SUPPLIED MATERIAL section start
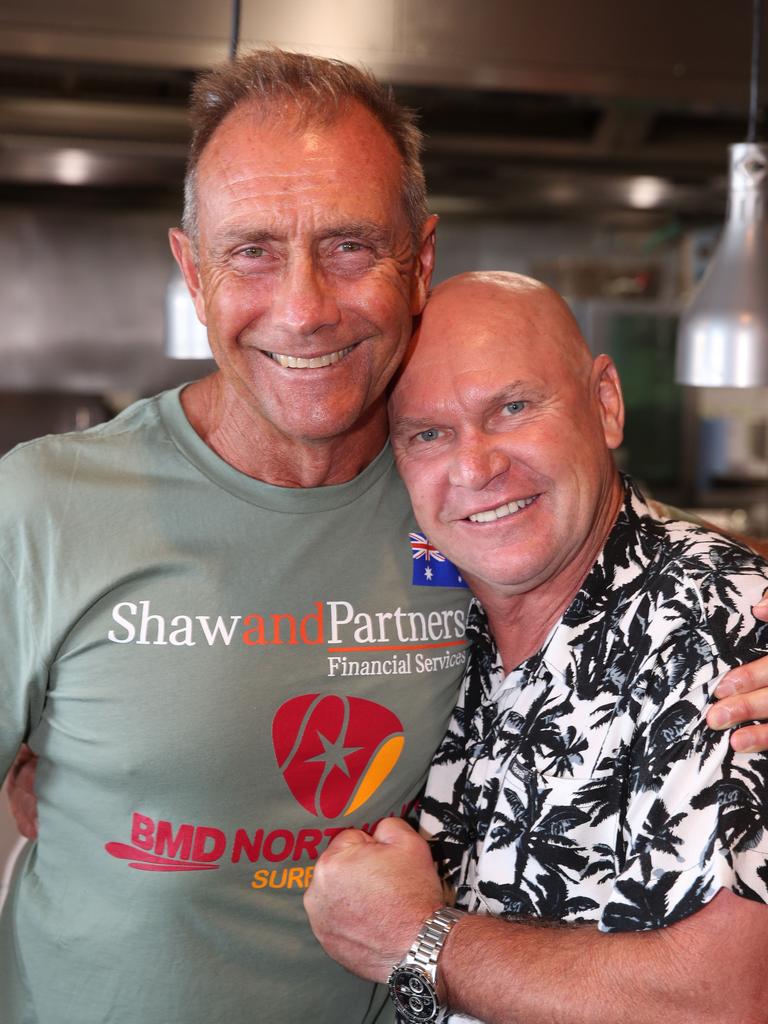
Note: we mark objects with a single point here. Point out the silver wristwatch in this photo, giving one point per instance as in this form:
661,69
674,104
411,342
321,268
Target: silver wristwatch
412,983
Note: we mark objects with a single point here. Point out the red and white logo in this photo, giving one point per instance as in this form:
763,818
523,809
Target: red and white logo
335,752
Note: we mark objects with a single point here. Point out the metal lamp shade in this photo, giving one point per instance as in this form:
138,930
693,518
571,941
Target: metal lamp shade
723,335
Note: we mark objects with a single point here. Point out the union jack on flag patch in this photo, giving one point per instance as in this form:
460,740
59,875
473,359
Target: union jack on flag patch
431,568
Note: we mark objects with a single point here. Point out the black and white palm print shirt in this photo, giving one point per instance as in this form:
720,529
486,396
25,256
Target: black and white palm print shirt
585,785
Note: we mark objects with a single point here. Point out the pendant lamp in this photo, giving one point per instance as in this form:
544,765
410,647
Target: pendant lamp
723,333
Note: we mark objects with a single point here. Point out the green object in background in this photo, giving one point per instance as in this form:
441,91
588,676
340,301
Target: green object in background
642,345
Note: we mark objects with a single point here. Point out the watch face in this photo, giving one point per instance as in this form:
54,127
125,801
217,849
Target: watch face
414,995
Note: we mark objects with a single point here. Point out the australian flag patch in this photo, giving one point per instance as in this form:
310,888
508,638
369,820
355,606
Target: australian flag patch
431,568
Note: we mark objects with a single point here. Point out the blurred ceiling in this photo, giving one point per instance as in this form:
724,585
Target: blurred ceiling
530,108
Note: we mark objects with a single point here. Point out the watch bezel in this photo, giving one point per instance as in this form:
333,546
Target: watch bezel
432,1013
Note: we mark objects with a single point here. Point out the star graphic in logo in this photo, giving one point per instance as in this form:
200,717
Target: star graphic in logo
334,754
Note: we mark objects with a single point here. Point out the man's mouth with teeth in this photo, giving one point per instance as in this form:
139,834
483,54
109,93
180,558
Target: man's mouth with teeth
502,511
315,363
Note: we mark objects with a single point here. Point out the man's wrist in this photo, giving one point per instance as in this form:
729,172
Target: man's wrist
417,982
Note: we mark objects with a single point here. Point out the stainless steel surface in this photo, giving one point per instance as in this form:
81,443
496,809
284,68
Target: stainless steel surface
611,88
723,338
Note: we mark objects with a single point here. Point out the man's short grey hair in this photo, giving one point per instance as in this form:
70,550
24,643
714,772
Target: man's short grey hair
320,89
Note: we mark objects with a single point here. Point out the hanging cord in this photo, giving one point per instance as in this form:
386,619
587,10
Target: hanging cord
235,37
757,41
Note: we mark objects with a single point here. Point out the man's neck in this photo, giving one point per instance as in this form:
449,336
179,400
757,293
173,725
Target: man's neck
520,623
253,446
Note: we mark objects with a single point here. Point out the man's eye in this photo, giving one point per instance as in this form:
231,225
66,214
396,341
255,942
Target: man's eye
428,435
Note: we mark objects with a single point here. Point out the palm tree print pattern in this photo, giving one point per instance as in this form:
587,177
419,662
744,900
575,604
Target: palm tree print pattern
585,784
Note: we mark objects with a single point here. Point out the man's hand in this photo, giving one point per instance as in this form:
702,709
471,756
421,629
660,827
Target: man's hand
742,696
19,785
370,896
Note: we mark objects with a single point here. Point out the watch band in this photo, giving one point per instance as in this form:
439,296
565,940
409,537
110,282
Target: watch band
412,983
431,938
SUPPLIED MATERIAL section end
* _WHAT TO WORK ON_
Whatever the records hold apart from pictures should be repeated exactly.

* _THE ANSWER_
Note: we mark objects with a single point here. Point out the silver wristwatch in this photo, giving one point per instance as in this form:
661,69
674,104
411,342
321,268
Target: silver wristwatch
412,983
Note: we mark objects with a single point here. Point out the red and white logo in this photo, giving one point per instance as in this form:
763,818
523,809
Target: red and white logo
335,752
Note: we mark objects with a single point here. Point out the metal lamp shade in this photo, giving one point per instance as in this form:
138,930
693,518
571,941
Target: metal lamp shade
723,335
Note: we mark objects with a single point here. Point out the union jack on flag patch in this photo, giving one point per instance as in this form:
460,740
59,875
473,359
Target: union jack on flag patch
431,568
Note: we mark objects with a single point here. Point out the black and white palm print shirt in this photo, giving one point per instance as in this form:
720,529
486,396
25,256
Target: black and white palm print shirt
585,785
Note: we mark objects with a single point here. Point out the pendant lamp in this photo, giving one point per instance as in this form:
544,765
410,647
Target: pendant lamp
723,333
Note: we mark objects with a single point here. Point out the green object in background in this photo, giving one point per instance as in this form:
441,91
588,676
340,301
Target: green object in background
642,345
Note: we mark objects with a single point here. Point out the watch face in this photo, giving one point per instance as in this form:
54,127
125,801
217,849
Target: watch face
414,995
Note: we mark objects with a single point here. Point out the australian flag patch in this photo, giving one point per instance as in this form:
310,888
508,638
369,820
355,606
Target: australian flag patch
431,568
Note: we mark objects with a single point here. Point out the blurred ceiling in this photo, giving one point per instance as in this form:
724,585
Target: blurred ceiling
530,108
Note: we mark objects with a single point here. Point out the watch bezel in this photo, giving one point per instance as in this form:
333,546
Target: watch bezel
432,1013
Note: we mark objects with a single point here. Point out the star graphic in logo in this photo, giving one point per instance as in this form:
200,717
Target: star graphic in logo
334,754
Note: we mark objects with a single point here. Point out the man's mouth with teeth in this photo, giving one point per instance as in this form:
139,834
483,54
109,93
180,558
Target: man's mouth with teeth
502,511
315,363
Note: we mark objects with a single point here. Point out the man's wrist in this photo, giving one point per instance as in this form:
729,172
Target: man's wrist
417,982
Note: we mark objects with a single point here. Point out the stainless steel surface in this photo, giving one point per instance as in this form:
81,443
496,809
284,68
Target: stainless steel surface
611,88
723,338
Note: we mark objects with a single point here. Point out the man's short grey hair in this photo, giving one point per instance as in this form:
70,550
24,643
714,772
Target: man's short grey hair
320,89
Note: we mark objects with a single point here. Point out the hanging cord in this photo, giving one point per instance as in this form:
386,619
587,10
Target: hanging cord
235,37
757,41
Note: we mark objects with a single point here. Point out the man's neck in this photo, giving one point per instance as in this form:
449,336
179,400
757,293
173,725
Target: man's neck
520,623
253,446
Note: we mark objects with a single point here. Point out the man's eye in this photo, giving one point per instance as in this form:
231,225
66,214
396,341
255,942
Target: man's eye
428,435
Note: we mark objects with a single point here. Point out the palm tree print pattern in this photo, giving one point per instance as in this form:
587,177
419,662
744,900
575,604
Target: palm tree print pattern
585,784
Note: we mark objects with a single point here. Point out the man's hand in this photo, giving one point per instance as in this form:
702,709
471,756
421,629
660,827
Target: man's hand
742,696
19,785
370,896
Note: we mark objects with a single point here. Point out the watch band in this photo, giving one point per instance as in this form:
439,296
565,940
409,537
110,282
Target: watch band
412,983
431,938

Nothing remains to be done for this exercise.